→ **Required task**
Locate each line in the data below that contains the word "plant", and copy those lines. Case counts when matching.

--- Data rows ---

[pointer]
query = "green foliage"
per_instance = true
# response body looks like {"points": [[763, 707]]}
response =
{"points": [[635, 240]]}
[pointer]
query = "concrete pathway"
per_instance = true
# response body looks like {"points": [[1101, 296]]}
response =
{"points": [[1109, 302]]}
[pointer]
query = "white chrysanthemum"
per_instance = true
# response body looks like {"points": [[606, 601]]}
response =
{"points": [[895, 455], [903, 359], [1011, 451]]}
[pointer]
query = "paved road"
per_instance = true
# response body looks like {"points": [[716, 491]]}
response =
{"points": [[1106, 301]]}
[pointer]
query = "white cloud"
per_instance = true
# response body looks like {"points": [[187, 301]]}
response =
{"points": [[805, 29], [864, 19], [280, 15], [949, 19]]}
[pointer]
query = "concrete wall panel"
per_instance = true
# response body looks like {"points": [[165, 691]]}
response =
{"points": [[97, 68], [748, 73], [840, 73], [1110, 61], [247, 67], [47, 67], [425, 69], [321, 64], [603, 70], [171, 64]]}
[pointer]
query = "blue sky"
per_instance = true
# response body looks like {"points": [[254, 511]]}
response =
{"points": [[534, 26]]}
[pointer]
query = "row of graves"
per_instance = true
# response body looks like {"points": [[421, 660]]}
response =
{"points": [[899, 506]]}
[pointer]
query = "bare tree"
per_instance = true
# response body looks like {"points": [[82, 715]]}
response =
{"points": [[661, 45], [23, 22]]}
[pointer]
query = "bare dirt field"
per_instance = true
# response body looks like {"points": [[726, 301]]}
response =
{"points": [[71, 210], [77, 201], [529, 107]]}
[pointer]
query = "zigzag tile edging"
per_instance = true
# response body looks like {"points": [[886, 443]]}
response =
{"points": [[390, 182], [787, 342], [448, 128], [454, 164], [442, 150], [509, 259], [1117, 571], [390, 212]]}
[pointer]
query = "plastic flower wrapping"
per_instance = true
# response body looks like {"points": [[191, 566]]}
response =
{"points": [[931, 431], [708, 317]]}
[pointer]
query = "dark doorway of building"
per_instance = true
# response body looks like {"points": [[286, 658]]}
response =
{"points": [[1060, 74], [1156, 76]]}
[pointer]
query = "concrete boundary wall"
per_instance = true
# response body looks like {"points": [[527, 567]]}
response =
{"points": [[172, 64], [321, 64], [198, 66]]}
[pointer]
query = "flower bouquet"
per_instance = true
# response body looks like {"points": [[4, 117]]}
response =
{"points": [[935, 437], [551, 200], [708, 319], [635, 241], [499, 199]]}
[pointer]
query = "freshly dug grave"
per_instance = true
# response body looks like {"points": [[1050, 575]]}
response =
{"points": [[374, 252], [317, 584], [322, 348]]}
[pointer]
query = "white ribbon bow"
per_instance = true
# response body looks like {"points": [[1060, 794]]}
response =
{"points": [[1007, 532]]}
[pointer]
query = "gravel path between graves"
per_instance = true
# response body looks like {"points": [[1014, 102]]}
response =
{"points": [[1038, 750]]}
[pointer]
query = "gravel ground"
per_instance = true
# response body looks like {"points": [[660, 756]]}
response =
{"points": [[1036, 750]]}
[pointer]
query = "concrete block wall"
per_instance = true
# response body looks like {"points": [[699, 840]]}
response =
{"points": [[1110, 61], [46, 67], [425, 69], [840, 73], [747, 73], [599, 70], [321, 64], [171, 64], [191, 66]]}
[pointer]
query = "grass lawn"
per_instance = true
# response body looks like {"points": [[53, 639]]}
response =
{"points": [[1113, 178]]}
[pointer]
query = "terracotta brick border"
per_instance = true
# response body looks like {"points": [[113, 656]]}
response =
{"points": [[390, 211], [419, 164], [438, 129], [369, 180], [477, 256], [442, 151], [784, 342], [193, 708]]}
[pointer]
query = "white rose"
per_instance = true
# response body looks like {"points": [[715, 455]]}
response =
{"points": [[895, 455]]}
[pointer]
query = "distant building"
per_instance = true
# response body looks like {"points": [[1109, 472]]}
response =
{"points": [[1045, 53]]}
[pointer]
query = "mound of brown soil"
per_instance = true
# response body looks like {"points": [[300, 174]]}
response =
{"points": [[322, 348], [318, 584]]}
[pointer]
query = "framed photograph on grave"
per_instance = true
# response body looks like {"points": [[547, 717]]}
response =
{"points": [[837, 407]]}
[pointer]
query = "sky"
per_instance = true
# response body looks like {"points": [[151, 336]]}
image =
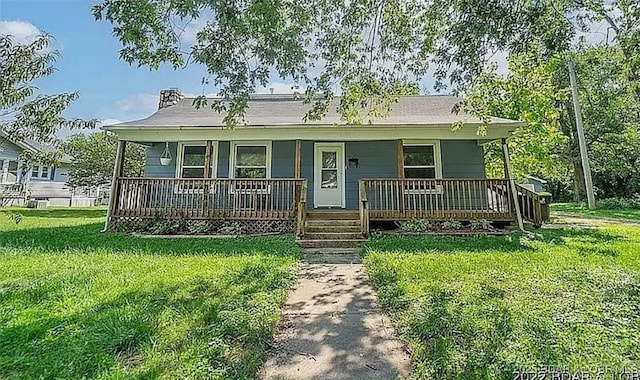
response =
{"points": [[110, 89]]}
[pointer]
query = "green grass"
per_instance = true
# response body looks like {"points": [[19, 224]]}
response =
{"points": [[582, 209], [75, 303], [482, 307]]}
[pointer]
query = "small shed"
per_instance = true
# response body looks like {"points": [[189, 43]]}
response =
{"points": [[536, 184]]}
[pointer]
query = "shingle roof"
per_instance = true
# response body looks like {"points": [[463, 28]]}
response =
{"points": [[274, 110]]}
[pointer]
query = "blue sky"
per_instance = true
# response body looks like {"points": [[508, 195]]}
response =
{"points": [[110, 89]]}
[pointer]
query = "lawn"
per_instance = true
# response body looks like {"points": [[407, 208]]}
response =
{"points": [[483, 307], [581, 209], [75, 303]]}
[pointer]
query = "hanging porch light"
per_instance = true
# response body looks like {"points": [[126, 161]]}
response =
{"points": [[165, 159]]}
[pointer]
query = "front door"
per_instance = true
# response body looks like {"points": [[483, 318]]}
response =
{"points": [[329, 175]]}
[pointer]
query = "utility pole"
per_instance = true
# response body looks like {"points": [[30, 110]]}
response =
{"points": [[581, 140]]}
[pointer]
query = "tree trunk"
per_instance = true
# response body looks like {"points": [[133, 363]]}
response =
{"points": [[579, 183]]}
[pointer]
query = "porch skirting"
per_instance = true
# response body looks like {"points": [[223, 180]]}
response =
{"points": [[197, 226]]}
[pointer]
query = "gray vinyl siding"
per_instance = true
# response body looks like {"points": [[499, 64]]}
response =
{"points": [[462, 159], [223, 159], [153, 168], [377, 159], [306, 167], [282, 159], [9, 150]]}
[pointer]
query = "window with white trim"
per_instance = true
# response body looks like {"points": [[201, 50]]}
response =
{"points": [[420, 161], [12, 172], [251, 160], [40, 172], [191, 160]]}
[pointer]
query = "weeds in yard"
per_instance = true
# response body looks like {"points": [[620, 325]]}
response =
{"points": [[481, 307], [75, 303]]}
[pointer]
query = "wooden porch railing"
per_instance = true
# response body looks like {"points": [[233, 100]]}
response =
{"points": [[364, 210], [530, 205], [436, 199], [302, 210], [266, 199]]}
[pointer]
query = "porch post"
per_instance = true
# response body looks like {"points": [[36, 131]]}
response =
{"points": [[400, 159], [117, 172], [207, 174], [512, 183], [207, 159], [297, 169]]}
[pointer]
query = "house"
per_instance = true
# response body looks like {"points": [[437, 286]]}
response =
{"points": [[20, 184], [278, 173]]}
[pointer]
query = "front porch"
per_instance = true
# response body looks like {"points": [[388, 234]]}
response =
{"points": [[280, 205], [325, 175]]}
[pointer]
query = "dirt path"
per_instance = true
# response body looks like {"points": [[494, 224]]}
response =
{"points": [[333, 328]]}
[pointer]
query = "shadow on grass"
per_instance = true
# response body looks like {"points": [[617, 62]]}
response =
{"points": [[187, 329], [87, 238], [510, 243], [58, 213]]}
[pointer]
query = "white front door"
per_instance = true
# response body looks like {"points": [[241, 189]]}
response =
{"points": [[329, 175]]}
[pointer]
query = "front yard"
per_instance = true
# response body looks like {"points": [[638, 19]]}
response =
{"points": [[484, 307], [75, 303], [581, 209]]}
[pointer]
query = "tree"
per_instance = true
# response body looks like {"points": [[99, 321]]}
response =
{"points": [[537, 91], [94, 157], [370, 51], [25, 114], [528, 93]]}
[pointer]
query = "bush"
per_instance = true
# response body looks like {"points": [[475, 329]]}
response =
{"points": [[452, 225], [619, 203], [200, 227], [481, 225], [166, 227], [231, 228], [416, 226]]}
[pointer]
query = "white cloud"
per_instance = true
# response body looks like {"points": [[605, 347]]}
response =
{"points": [[280, 88], [138, 103], [106, 122], [188, 33], [21, 31]]}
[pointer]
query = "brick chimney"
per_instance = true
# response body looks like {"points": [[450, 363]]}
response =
{"points": [[169, 98]]}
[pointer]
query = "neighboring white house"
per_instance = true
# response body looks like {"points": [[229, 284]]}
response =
{"points": [[19, 184]]}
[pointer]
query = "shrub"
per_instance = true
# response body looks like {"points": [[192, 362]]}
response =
{"points": [[416, 225], [200, 227], [620, 203], [452, 225], [481, 225], [230, 228], [167, 227]]}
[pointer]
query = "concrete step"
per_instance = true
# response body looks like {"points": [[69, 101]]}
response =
{"points": [[346, 243], [332, 228], [331, 215], [329, 222], [332, 235]]}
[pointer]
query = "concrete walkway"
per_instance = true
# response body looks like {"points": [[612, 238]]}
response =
{"points": [[333, 328]]}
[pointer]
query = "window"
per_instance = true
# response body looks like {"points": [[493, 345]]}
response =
{"points": [[251, 160], [421, 161], [12, 172], [191, 157], [40, 172]]}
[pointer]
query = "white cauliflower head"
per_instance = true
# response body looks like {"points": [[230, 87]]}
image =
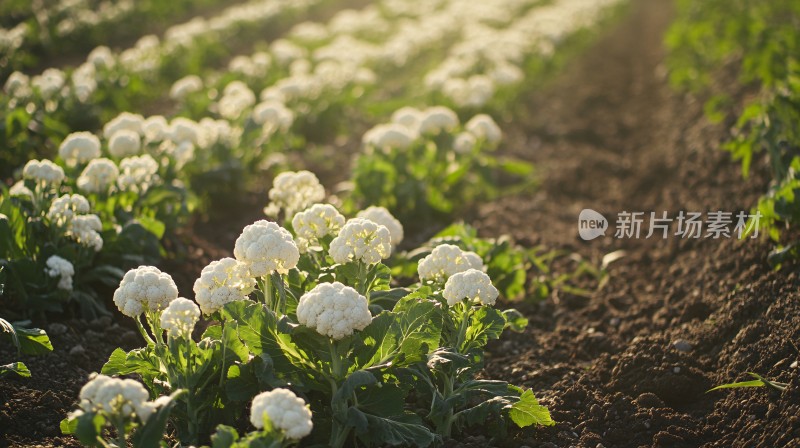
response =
{"points": [[334, 310], [19, 189], [98, 176], [389, 136], [437, 119], [221, 282], [116, 397], [381, 216], [410, 117], [182, 129], [185, 87], [273, 115], [65, 208], [473, 285], [138, 173], [70, 213], [85, 230], [361, 240], [464, 143], [124, 143], [61, 268], [286, 411], [79, 148], [126, 121], [180, 318], [446, 260], [317, 221], [155, 128], [293, 192], [484, 127], [145, 288], [43, 172], [265, 247]]}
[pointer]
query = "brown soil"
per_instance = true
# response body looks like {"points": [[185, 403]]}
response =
{"points": [[609, 134]]}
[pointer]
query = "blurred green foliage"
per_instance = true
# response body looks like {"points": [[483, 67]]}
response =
{"points": [[759, 42]]}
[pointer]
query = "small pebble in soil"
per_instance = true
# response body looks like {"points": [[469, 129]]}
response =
{"points": [[94, 335], [131, 338], [77, 350], [56, 329], [101, 323], [682, 345], [648, 400]]}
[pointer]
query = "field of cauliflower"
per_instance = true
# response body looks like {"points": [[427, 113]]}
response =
{"points": [[370, 223]]}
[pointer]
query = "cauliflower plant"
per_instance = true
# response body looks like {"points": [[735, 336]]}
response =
{"points": [[334, 310], [79, 148], [389, 136], [317, 221], [472, 285], [221, 282], [484, 127], [381, 216], [464, 143], [144, 289], [126, 121], [70, 213], [265, 247], [118, 398], [410, 117], [286, 411], [124, 143], [437, 119], [137, 173], [446, 260], [361, 240], [43, 172], [61, 268], [98, 176], [65, 208], [185, 87], [273, 116], [293, 192], [155, 128], [180, 318]]}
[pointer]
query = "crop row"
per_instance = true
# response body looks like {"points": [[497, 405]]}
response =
{"points": [[307, 324]]}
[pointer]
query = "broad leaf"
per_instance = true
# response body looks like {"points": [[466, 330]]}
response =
{"points": [[527, 411]]}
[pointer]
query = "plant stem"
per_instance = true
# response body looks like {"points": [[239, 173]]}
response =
{"points": [[339, 432], [266, 289], [142, 330], [190, 412], [462, 330], [121, 442], [336, 362], [447, 424]]}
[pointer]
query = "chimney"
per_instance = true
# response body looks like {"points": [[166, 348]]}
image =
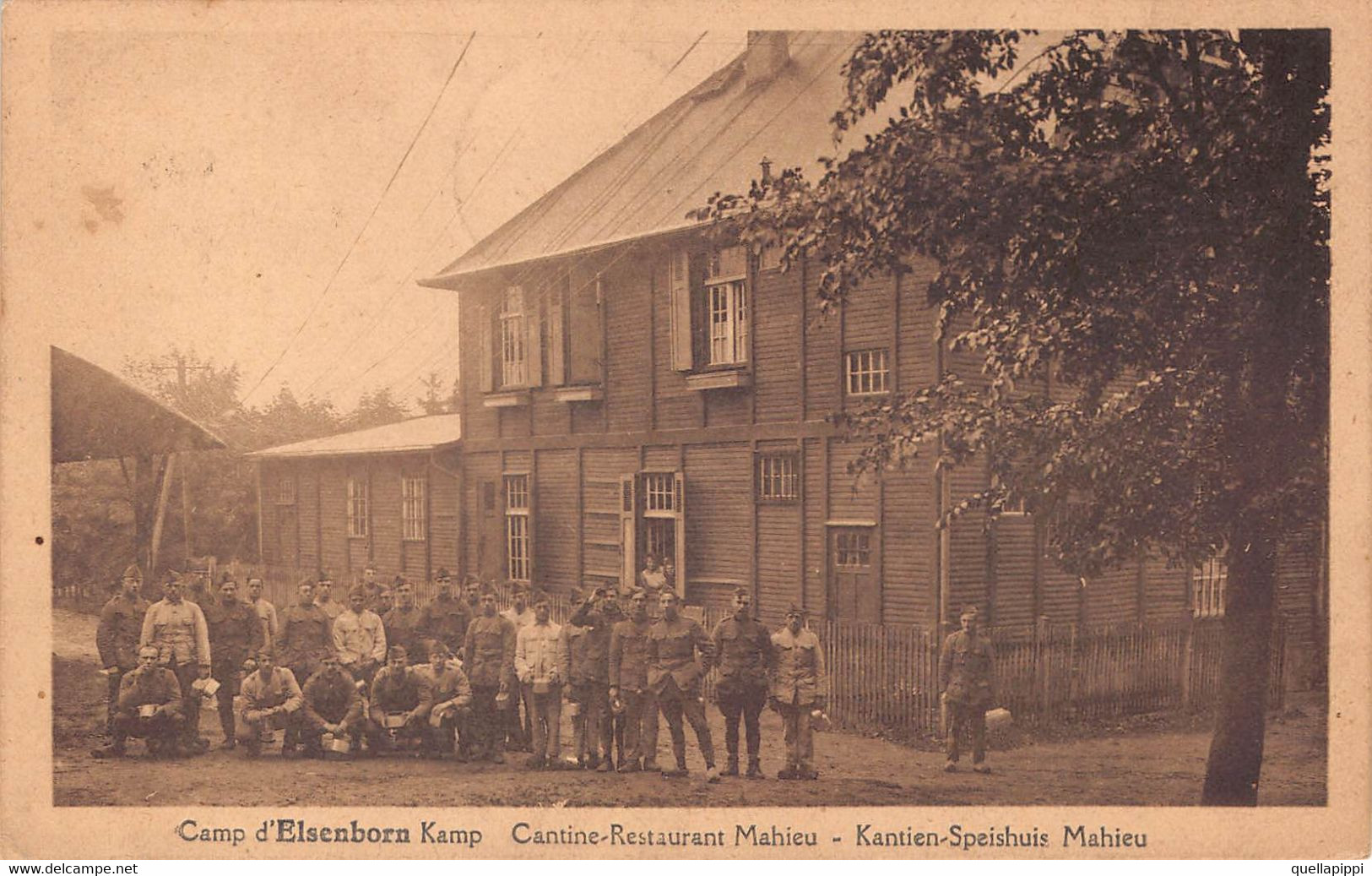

---

→ **Result for this task**
query = "cauliflower plant"
query = "plant stem"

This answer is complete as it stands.